### The request
Lay out the records below as a Markdown table with two columns, Row for the row number and Line for the line itself. Start with the line that contains "the stadium seating", go on through the end of the records, and leave out blank lines.

* * * *

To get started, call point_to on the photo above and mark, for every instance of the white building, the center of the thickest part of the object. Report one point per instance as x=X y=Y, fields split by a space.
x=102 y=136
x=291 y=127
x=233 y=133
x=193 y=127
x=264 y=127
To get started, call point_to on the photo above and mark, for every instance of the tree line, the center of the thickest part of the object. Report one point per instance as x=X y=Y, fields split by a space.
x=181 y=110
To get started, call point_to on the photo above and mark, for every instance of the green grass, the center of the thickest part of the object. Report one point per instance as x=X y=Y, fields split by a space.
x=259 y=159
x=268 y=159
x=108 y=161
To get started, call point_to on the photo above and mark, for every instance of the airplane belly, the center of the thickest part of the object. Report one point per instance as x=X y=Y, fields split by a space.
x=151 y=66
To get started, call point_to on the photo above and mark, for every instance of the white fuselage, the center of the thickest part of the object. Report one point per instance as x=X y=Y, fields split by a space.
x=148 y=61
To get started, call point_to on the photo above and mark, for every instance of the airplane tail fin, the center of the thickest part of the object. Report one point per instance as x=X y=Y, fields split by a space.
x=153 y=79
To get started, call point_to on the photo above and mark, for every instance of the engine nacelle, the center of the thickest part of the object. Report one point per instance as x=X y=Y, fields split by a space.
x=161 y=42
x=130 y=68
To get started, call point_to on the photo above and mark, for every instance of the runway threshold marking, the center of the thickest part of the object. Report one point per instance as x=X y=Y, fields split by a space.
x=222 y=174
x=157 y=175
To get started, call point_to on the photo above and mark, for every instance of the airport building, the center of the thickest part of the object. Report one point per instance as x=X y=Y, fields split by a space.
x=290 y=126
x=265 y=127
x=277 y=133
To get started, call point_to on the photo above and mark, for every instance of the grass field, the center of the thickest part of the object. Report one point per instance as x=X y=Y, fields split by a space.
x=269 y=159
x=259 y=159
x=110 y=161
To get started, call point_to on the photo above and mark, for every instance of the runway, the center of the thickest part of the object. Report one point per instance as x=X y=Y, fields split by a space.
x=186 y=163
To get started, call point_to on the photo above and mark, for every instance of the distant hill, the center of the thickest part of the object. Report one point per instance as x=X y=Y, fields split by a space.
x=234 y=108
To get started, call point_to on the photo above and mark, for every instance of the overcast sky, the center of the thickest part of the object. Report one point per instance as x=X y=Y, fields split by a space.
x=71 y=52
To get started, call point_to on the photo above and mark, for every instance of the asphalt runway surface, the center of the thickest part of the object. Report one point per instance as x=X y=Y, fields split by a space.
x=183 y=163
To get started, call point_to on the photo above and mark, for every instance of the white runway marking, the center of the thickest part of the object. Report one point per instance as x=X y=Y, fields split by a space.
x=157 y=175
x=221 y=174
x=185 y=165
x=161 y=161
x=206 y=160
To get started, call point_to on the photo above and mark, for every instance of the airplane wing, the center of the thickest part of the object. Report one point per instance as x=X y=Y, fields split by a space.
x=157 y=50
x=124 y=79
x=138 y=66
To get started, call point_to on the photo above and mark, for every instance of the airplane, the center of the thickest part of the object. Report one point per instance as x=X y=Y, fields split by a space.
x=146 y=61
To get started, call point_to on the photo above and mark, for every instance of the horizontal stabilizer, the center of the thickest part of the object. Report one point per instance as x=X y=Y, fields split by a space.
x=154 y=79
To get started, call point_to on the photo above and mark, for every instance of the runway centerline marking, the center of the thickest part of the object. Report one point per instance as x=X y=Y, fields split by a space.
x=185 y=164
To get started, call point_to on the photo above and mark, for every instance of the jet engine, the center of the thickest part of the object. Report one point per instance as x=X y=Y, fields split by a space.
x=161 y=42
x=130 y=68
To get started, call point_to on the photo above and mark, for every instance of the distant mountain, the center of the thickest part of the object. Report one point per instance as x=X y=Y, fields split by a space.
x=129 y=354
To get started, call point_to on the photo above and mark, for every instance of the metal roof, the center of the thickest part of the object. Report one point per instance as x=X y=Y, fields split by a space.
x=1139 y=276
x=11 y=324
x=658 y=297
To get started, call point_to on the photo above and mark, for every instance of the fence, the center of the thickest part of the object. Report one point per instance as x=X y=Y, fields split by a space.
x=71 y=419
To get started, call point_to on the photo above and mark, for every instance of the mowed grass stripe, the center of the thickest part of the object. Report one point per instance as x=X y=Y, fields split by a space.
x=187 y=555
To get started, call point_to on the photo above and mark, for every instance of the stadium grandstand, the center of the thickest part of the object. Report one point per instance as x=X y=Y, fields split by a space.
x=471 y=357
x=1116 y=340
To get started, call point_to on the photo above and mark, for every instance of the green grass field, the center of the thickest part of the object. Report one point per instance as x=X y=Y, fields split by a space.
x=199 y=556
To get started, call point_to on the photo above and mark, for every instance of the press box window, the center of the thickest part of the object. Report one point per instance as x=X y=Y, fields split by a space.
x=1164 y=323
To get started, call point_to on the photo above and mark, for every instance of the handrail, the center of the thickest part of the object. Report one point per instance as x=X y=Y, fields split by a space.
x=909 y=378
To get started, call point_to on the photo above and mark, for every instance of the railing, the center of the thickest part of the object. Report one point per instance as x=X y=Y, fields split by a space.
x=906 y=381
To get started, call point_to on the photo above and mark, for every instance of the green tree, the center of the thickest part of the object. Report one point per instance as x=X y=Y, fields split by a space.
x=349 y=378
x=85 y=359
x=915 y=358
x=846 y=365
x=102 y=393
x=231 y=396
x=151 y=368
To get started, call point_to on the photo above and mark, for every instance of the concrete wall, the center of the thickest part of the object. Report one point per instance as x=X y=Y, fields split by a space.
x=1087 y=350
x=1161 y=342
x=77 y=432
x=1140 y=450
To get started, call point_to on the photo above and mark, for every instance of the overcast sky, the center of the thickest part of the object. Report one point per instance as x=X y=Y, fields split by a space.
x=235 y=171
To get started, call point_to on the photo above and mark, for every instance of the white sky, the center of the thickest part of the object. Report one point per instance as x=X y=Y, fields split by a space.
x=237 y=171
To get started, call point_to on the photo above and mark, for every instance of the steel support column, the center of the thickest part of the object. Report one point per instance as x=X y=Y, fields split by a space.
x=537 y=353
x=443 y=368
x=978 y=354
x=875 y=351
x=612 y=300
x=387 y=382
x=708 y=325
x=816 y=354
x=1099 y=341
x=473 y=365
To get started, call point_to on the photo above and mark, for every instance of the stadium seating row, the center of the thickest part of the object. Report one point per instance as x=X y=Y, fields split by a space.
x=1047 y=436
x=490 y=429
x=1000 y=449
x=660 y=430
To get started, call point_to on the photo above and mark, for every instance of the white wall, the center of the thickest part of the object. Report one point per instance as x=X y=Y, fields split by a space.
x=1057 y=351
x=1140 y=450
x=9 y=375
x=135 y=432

* * * *

### Correct answer
| Row | Line |
|---|---|
| 1 | To get started, call point_to on the photo above and mark, for every instance of the stadium seating row, the center of the thickest part of the object. Report one point per instance as x=X y=Y, fields split by a space. |
| 2 | x=1047 y=436 |
| 3 | x=490 y=429 |
| 4 | x=1000 y=449 |
| 5 | x=660 y=430 |
| 6 | To get started, call point_to on the photo above and mark, for every instance of the white wall, the center of the thickest part of the object. Report one point per instance as x=X y=Y, fields split by a space. |
| 7 | x=1057 y=351 |
| 8 | x=1140 y=450 |
| 9 | x=9 y=375 |
| 10 | x=135 y=432 |